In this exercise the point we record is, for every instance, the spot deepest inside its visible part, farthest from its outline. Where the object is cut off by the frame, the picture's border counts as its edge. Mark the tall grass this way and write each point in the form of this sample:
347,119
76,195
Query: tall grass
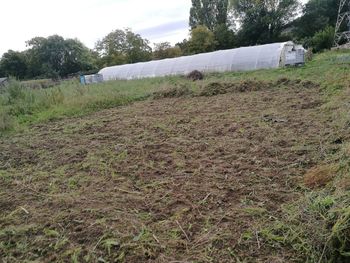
21,106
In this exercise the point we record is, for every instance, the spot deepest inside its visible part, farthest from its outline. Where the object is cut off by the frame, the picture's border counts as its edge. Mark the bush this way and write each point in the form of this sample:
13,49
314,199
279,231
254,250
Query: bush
323,39
6,122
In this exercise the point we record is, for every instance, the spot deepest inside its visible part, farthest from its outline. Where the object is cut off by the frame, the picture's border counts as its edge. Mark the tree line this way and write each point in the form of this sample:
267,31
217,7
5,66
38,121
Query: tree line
214,25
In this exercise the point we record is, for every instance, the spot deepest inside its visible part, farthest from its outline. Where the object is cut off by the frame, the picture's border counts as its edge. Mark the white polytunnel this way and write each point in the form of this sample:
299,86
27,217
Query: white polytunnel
240,59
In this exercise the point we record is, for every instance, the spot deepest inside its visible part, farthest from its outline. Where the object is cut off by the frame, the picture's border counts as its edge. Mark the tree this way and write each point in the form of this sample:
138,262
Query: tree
165,50
13,63
317,15
323,39
209,13
225,37
201,40
56,57
123,46
263,21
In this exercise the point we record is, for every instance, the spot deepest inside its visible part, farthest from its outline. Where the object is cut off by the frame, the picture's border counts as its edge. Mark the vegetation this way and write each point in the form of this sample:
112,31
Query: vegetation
239,166
122,47
215,25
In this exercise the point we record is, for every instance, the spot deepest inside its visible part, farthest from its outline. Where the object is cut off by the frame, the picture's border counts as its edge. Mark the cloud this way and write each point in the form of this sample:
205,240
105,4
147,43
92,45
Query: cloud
90,20
172,30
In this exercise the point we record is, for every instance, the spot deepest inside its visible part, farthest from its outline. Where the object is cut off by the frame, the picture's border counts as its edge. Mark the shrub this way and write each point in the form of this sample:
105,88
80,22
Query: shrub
6,122
323,39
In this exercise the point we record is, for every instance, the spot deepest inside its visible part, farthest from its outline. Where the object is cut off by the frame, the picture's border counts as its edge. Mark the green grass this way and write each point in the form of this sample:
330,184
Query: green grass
21,106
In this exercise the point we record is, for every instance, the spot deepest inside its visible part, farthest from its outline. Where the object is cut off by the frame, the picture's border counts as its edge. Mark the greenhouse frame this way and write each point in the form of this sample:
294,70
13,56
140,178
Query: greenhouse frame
240,59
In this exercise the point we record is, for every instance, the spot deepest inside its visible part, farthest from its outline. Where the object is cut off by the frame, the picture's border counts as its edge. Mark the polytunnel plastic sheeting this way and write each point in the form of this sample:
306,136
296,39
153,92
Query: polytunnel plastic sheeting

** Work required **
Could you return the listing above exactly, minus its pictures?

** Task output **
In this exercise the point we record is, for every instance, the spot deepest inside its visible part, farthest from its outline. Where the object is cut off by the frame, the picture's border counts as its edge. Mark the tall grass this way and write each point in the form of this sample:
347,119
76,195
Query: tall grass
21,106
In this exercise the point we record is, for every instance, the spot deepest inside its visible part, farthest from its outline. Where the object is cut off by the frame, the picture's border counts as its edge. Mark the bush this way and write each point in the form of this sample:
13,49
314,199
279,231
254,250
Query: bush
323,39
6,122
In this exercise the point we record is, for every instance, the spot deepest inside its visible part, farthest from its outline. Where the object is cut off by the frame, the picture's border counts as its edge. Mark the tree line this way and write each point in the form of this sample:
267,31
217,7
5,66
38,121
Query: tree line
214,25
In this exercise the point we record is, for every instance, the spot deepest inside its visible part, farthest from its outline. Where the object is cut off by the frame, the picture's border counts as its edge. Mark the white polytunnel this way and write each point in the form of this sample:
299,86
27,217
Query: white polytunnel
240,59
In this exercise the point we record is, for every instance, the spot deepest inside its visible part, farthest from its outline. Where the object is cut off by the frame, the picture's border counts as its edge. Mark the tree this way and write each point in the form of this sample:
138,262
Query: tree
165,50
13,63
317,15
323,39
209,13
225,37
201,40
56,57
123,46
263,21
In this exercise the point we record is, for every instance, the spot deepest inside its visible part, farthest from its outline. Where the object is cut off by the frame, the picture's border counts as its edge. Mark the vegetation this way and write each point in the form of this sample:
112,31
Query: vegetation
239,166
122,47
215,25
In this exercise the point we record is, for every instance, the spot deepest inside its visible part, farthest from its outline. Where the object is cut off by the frame, the picture's border counts as its edge. Mark the cloud this way and write each point in the form of this sample:
205,240
105,4
147,43
92,45
Query: cloud
90,20
172,30
In this exercise the point we record is, for every instance, the spot deepest inside its visible part, farthest from its outline. Where the object is cut off by the frame, the picture's border counts as its edge. Mark the shrub this way and write each point in the form of this sample:
105,88
80,22
Query: shrub
6,122
323,39
In this exercise the point we record is, for every instance, the spot deepest inside its visible part, farthest from its outline. Where the object is cut off by the frame, the picture's border counts as its edge. Mark the green grass this way and write each point in the form of this sample:
330,184
Query: green grass
21,106
In this exercise the point we record is, for every instance, the spot deepest inside its visible part, farthest from its outline. Where the object is cut off by the frame, the picture's border counts as its edge. Mark the greenhouse frame this way and write each point in the form of this sample:
294,70
13,56
140,178
Query: greenhouse frame
240,59
In this exercise the point we record is, for every instance, the spot deepest inside its visible part, farthest from its outline. Where the object is cut off by the frame, the picture's border counts as its edge. Mark the polytunnel plastic sheeting this way and write each point in the form of this sample:
306,136
296,39
153,92
Query: polytunnel plastic sheeting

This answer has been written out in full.